#### Text
◇ ◇ ◇ ◇

The generator has the incredible period 2^(219937 – 1). This is a number with 6000 decimal digits. The number of elementary particles in the universe is “only” estimated to be a 80-digit number. The algorithm is also very fast, and has very good statistical properties. The 32-bit random numbers exhibit the best possible equi-distribution properties in dimensions up to 623. Please see the source code DWORD MyCryptLib::MTRandom() and BOOL MyCryptLib::MTInit(BYTE *pRandomPool, UINT nSize) to get additional information.)

Rabin-Miller Probabilistic Primality Test

Rabin Miller [11] is an algorithm that determines if a given number is a prime number or not. The algorithm is probabilistic, this means that it is not 100% secure, but is very fast. We will use this algorithm to find prime numbers as follows:

Start with a random number A with size nSize.
Make it odd.

◇ ◇ ◇ ◇

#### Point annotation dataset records

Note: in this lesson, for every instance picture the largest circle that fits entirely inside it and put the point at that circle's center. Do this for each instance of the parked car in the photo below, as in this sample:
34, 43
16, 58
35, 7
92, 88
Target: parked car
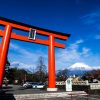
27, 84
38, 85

◇ ◇ ◇ ◇

#### Stated task
Carry on the primality testing text from its final line, "Make it odd." The listing bears no relation to the primality testing text.

#### Solved exercise
Use a small list of prime numbers and Rabin-Miller to check if the number is not a prime number.
If the number is not a prime number, add 2 to it, and jump to 3 until we find a prime number.

Please see the functions BNMakePrime(…), BNMakeRSAPrime(..), and RSAGenerateKey(..) to get additional information about prime number generation. As we can see in figure 4, it takes more time to find bigger prime numbers because of two reasons, the computations involved to find prime numbers take longer, and the prime numbers get less dense when they are bigger. It takes about 73 seconds to generate a 4096 bit RSA key on a Centrino laptop.

Figure 4. The figure represents the time it takes to generate an RSA key. The X-axis denotes the size of bits, and the Y-axis denotes the time in seconds.

5.3.3. RSA Encryption/Decryption

The RSA encryption/decryption is discussed in section 4.7. To get more implementation details, please read the MyCryptLib::DemoRSA(..) function. One important aspect discussed here is the performance. The time to encrypt data using different key lengths is between 0.01 ms to 1 ms, depending on the key length.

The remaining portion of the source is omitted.